=== Exercise goal ===
Locate each line in the records below that contains the word "Target" and copy those lines out.

=== Dataset entries ===
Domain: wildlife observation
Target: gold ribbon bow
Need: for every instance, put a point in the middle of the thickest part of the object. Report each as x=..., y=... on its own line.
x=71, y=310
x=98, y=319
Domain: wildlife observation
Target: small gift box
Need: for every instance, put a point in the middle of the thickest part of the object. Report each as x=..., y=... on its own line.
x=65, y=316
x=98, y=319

==

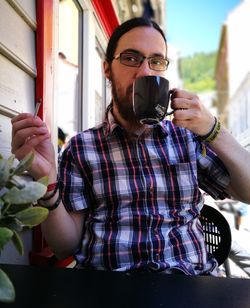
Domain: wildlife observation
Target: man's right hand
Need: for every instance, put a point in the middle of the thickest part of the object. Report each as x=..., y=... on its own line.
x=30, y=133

=== Task output ===
Target: gold ribbon bow
Target: small gift box
Target: man's right hand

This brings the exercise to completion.